# PROBLEM REQUIREMENTS
Print all of the data exactly, with no line missing.

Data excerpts
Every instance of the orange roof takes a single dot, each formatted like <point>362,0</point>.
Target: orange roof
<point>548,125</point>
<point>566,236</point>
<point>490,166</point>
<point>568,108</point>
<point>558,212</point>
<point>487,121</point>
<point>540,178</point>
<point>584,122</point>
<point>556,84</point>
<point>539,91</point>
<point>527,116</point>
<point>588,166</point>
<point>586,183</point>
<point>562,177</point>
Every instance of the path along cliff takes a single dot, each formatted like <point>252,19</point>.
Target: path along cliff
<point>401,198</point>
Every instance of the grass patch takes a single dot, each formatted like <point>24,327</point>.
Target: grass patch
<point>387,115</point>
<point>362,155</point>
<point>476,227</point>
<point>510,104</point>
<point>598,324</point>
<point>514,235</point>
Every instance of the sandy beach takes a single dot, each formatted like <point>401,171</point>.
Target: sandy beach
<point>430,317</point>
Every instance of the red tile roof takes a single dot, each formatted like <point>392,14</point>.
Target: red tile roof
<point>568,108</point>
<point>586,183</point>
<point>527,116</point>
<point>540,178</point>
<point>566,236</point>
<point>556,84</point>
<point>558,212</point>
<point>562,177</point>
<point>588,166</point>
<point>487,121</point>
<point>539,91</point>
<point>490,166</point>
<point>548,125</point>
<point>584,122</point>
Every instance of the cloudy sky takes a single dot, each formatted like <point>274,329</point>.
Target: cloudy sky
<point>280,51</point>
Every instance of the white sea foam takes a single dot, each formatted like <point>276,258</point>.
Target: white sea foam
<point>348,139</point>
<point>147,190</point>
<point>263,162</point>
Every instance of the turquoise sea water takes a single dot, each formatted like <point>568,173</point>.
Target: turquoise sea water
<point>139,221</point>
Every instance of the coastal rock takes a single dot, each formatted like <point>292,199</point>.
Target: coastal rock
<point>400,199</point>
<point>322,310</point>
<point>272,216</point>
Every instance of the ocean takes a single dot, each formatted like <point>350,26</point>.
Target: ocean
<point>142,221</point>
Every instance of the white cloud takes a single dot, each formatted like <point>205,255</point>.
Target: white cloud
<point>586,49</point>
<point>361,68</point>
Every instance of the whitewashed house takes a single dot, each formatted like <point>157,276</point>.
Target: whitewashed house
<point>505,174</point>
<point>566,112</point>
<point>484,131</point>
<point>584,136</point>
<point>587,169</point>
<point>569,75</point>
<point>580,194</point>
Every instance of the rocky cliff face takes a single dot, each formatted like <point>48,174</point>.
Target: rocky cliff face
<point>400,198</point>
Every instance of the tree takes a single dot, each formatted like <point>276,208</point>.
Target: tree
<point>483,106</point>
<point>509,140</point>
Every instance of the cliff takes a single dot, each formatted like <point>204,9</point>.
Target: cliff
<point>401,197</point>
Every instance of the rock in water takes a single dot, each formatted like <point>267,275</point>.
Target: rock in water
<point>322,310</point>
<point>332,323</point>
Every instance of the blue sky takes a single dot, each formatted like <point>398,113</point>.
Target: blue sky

# TASK SOLUTION
Every instance of the orange roof takes a single dot, each formatted like <point>362,0</point>.
Target: orange roof
<point>548,125</point>
<point>566,236</point>
<point>490,166</point>
<point>568,108</point>
<point>558,212</point>
<point>487,121</point>
<point>540,178</point>
<point>584,122</point>
<point>556,84</point>
<point>539,91</point>
<point>527,116</point>
<point>588,166</point>
<point>586,183</point>
<point>562,177</point>
Every instance of the path along cliff takes a single dot, each formatted like <point>252,19</point>.
Target: path along cliff
<point>401,198</point>
Every instance of the grass patch takes a single dot, each formatted like <point>24,327</point>.
Target: grass patch
<point>387,115</point>
<point>362,155</point>
<point>476,227</point>
<point>510,104</point>
<point>598,324</point>
<point>514,235</point>
Every instance of the sandy beach takes a single dot, each formatted like <point>401,171</point>.
Target: sandy beach
<point>430,317</point>
Every instance of the red tile roof takes a single dot, each formatted like <point>392,14</point>.
Target: red tile roof
<point>568,108</point>
<point>586,183</point>
<point>527,116</point>
<point>540,178</point>
<point>566,236</point>
<point>556,84</point>
<point>558,212</point>
<point>562,177</point>
<point>588,166</point>
<point>487,121</point>
<point>539,91</point>
<point>490,166</point>
<point>548,125</point>
<point>584,122</point>
Every instance of the cloudy sky takes a single dot, each formatted like <point>274,329</point>.
Target: cloudy sky
<point>280,51</point>
Every instance of the white sea foam takes a single dot, each formatted like <point>276,258</point>.
Target: white sea foam
<point>348,139</point>
<point>147,190</point>
<point>263,162</point>
Every instance of the turquoise sea water takes a single dot, each formatted like <point>568,173</point>.
Target: turquoise sea water
<point>139,221</point>
Every instance of the coastal rock takes a single dot, each formatted like <point>292,199</point>.
Target: coastal rock
<point>400,199</point>
<point>322,310</point>
<point>272,216</point>
Every instance of the ocean takes a single dot, each formatted like <point>350,26</point>.
Target: ocean
<point>142,221</point>
Every instance of the white cloud takes a single dot, each formatted like <point>205,255</point>.
Target: white cloud
<point>586,49</point>
<point>361,68</point>
Every instance of the whitewashed house takes a single dot, each formatted like <point>157,276</point>.
Target: whitewashed house
<point>505,174</point>
<point>566,112</point>
<point>484,131</point>
<point>584,136</point>
<point>587,169</point>
<point>569,75</point>
<point>580,194</point>
Every instance of the rocky cliff face takes a single dot, each formatted like <point>48,174</point>.
Target: rocky cliff face
<point>400,198</point>
Every instance of the tree takes a single dot, each formatted like <point>276,208</point>.
Target: tree
<point>483,106</point>
<point>509,140</point>
Every instance of the cliff takes a single dot, each formatted like <point>204,9</point>.
Target: cliff
<point>401,197</point>
Every instance of the rock in water takes a single dot, each formatted like <point>267,275</point>.
Target: rock in water
<point>322,310</point>
<point>332,323</point>
Every instance of the blue sky takes a single dot, each formatted like <point>398,113</point>.
Target: blue sky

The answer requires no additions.